-- PROVIDED INFORMATION follows --
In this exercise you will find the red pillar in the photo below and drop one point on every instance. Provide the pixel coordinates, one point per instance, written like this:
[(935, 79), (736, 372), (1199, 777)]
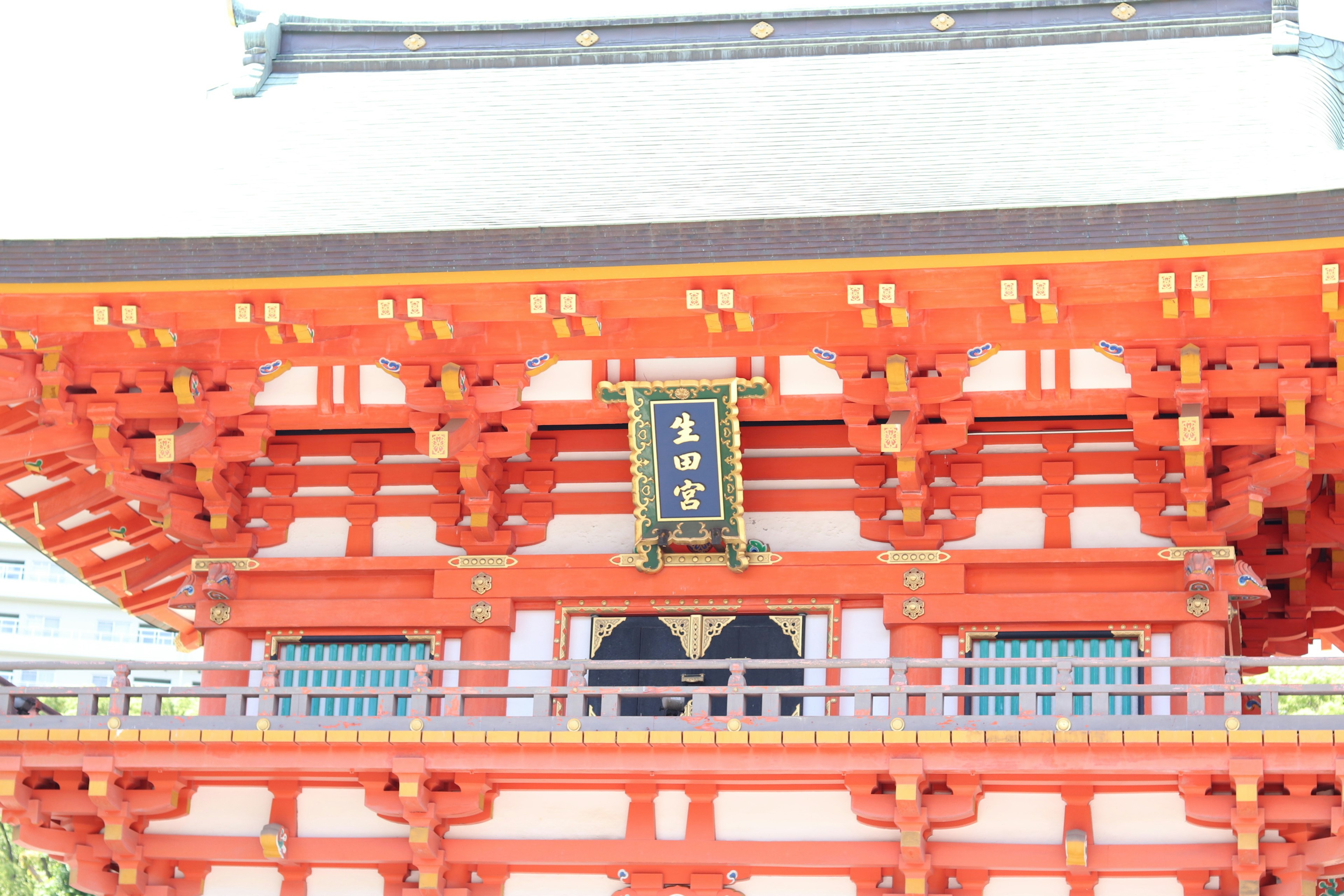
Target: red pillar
[(224, 645), (1197, 640), (920, 641), (484, 643)]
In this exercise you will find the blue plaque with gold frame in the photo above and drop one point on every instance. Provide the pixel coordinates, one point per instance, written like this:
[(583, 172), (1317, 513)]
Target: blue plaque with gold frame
[(686, 464)]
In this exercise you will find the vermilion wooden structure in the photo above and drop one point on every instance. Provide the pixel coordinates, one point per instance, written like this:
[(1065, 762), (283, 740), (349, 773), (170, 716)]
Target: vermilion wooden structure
[(138, 402)]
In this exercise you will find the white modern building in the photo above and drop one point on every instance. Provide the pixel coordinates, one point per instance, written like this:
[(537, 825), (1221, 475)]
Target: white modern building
[(49, 614)]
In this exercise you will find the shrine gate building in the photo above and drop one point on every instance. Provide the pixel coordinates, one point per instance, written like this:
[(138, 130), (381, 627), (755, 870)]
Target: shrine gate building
[(826, 453)]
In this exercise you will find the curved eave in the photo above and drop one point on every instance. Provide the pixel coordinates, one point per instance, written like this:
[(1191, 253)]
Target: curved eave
[(638, 252)]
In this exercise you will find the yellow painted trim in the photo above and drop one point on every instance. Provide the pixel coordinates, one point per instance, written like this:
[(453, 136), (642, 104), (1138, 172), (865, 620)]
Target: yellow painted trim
[(702, 269)]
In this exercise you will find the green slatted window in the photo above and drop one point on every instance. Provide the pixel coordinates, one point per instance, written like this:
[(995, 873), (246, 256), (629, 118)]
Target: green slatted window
[(363, 652), (1045, 675)]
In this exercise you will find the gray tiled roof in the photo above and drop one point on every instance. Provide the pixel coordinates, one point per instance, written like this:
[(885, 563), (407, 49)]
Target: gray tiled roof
[(747, 139)]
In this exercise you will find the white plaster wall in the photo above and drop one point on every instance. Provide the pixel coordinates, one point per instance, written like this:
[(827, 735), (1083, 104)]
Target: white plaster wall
[(29, 485), (1150, 819), (581, 637), (1324, 18), (1004, 373), (1027, 887), (795, 886), (815, 647), (1111, 527), (800, 375), (533, 639), (671, 809), (784, 814), (863, 637), (316, 537), (587, 534), (452, 651), (1048, 369), (1011, 819), (341, 812), (379, 387), (1160, 645), (1000, 528), (296, 386), (1091, 370), (565, 382), (221, 812), (237, 880), (409, 537), (1139, 887), (561, 886), (808, 531), (685, 369), (344, 882), (550, 814), (951, 651)]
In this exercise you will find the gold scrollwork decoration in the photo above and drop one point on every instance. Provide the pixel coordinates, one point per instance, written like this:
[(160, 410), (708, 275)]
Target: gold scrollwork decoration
[(482, 562), (915, 556), (603, 626), (241, 565), (792, 626), (1216, 554)]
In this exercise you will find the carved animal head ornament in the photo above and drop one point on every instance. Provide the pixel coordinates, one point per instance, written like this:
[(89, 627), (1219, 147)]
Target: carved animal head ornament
[(1199, 572)]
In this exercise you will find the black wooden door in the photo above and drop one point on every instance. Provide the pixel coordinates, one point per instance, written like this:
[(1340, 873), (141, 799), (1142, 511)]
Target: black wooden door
[(715, 637)]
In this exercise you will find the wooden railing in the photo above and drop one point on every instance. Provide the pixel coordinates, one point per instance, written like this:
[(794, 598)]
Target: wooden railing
[(1219, 699)]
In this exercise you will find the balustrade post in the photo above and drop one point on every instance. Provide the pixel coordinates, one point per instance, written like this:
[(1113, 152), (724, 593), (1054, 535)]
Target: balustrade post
[(1233, 679), (119, 702), (737, 680), (267, 699), (574, 702), (419, 703), (899, 699)]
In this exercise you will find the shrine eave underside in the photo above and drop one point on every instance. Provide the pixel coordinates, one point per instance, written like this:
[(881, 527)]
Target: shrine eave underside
[(1292, 222)]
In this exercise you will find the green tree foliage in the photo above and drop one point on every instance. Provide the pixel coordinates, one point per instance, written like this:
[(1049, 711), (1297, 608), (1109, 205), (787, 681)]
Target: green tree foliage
[(25, 872), (1306, 705)]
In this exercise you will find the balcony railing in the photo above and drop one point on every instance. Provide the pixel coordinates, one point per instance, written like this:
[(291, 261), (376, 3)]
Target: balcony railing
[(1221, 702)]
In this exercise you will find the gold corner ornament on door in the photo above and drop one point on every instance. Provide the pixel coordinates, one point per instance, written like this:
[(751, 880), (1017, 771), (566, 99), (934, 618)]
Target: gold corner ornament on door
[(695, 632)]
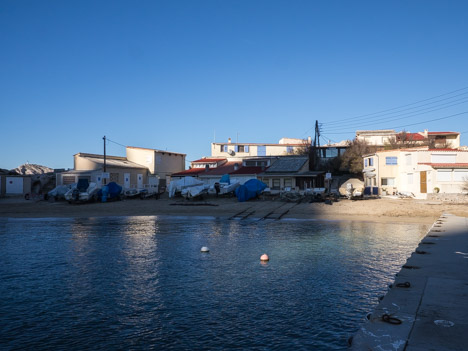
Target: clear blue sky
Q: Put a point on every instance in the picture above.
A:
(175, 74)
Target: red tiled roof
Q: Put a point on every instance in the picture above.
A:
(226, 168)
(446, 165)
(442, 133)
(445, 150)
(250, 170)
(208, 160)
(188, 172)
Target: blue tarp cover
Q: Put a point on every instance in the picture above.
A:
(225, 179)
(249, 190)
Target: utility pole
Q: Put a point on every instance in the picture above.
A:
(314, 149)
(104, 138)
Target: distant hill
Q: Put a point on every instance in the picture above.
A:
(32, 169)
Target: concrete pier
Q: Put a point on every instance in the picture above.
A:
(426, 308)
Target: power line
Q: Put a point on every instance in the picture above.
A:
(412, 108)
(405, 116)
(402, 106)
(431, 120)
(406, 125)
(116, 143)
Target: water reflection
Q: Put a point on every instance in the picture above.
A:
(142, 282)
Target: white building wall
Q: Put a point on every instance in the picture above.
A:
(14, 186)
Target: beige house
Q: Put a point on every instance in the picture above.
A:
(417, 170)
(140, 168)
(158, 162)
(381, 138)
(376, 137)
(91, 167)
(286, 146)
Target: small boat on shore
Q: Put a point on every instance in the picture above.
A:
(84, 191)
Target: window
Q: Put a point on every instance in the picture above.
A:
(408, 159)
(388, 181)
(444, 175)
(256, 163)
(391, 160)
(443, 158)
(460, 176)
(276, 184)
(331, 152)
(114, 177)
(68, 180)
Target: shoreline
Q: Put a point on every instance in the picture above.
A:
(373, 210)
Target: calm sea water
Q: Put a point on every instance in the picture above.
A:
(139, 283)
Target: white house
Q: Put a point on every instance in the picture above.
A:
(417, 170)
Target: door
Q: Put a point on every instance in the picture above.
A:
(261, 150)
(140, 181)
(127, 180)
(423, 182)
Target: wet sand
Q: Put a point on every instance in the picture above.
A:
(381, 210)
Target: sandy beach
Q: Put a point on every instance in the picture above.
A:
(383, 209)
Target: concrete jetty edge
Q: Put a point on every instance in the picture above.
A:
(426, 307)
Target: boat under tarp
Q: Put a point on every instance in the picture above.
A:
(250, 190)
(181, 184)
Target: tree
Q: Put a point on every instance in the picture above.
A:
(351, 160)
(402, 140)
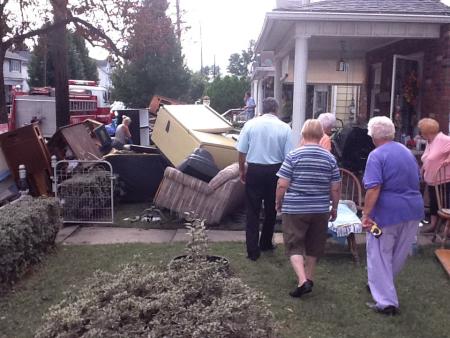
-- PROVIDED INFORMATION concluded --
Which lines in the records above contain the word "tarp"? Return each of them.

RESPONSE AREA:
Target: blue tarp cover
Target: boat under tarp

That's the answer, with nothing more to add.